> Prompt
Rewrite the part of the entries that opens with the line containing "Shelf-audit tagging: for every instance of the black" and closes with the line containing "x=154, y=142", including both of those lines, and add 94 to every x and y coordinate in the answers. Leave the request lines as they are.
----
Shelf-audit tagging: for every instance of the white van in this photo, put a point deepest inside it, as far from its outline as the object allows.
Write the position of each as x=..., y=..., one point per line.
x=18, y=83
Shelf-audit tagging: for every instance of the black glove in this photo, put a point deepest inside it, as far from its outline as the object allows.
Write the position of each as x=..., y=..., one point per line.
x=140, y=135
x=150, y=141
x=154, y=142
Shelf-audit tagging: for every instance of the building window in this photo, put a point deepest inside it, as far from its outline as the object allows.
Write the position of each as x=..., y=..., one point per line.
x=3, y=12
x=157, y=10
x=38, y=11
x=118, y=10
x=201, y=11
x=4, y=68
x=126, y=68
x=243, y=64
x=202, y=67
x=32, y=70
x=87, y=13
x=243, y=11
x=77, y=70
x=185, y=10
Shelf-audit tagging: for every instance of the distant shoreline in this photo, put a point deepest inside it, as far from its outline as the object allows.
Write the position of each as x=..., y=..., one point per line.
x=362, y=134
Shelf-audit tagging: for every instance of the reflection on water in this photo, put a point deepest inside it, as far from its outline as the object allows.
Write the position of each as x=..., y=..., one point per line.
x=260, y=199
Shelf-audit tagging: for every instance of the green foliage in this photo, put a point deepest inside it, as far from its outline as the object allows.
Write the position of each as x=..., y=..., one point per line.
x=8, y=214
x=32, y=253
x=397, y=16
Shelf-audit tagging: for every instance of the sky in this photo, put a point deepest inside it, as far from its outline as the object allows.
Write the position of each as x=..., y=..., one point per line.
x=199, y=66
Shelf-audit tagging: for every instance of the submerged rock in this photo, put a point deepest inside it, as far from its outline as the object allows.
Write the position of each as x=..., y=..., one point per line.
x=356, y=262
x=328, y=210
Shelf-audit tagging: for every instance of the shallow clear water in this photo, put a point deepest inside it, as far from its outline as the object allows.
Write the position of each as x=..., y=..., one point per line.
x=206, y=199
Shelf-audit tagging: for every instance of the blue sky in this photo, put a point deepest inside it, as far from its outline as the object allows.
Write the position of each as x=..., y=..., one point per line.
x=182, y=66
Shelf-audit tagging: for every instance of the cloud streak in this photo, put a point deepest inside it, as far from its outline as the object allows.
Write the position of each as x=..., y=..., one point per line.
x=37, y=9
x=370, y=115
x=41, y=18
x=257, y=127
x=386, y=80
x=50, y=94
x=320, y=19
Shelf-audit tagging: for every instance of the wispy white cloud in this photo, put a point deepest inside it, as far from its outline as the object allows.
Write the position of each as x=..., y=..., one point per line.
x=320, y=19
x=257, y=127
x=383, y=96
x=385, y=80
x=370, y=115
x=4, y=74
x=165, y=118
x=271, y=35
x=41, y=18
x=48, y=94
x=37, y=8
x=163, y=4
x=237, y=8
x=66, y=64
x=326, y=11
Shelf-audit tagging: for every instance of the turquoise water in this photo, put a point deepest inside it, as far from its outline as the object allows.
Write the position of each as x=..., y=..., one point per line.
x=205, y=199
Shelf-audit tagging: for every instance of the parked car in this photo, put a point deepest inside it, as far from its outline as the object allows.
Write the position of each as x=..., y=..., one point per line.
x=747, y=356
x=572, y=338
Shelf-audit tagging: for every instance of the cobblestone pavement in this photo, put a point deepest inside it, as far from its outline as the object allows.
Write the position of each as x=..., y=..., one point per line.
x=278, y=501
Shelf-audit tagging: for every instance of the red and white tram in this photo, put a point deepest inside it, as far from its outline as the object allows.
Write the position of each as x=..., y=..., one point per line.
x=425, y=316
----
> Task response
Shelf-audit tagging: for every instance of the black glove in this photo, put a point deepest inside it, as far from its outline as the object allows.
Write the position of each as x=..., y=..., one point per line.
x=234, y=229
x=244, y=235
x=248, y=236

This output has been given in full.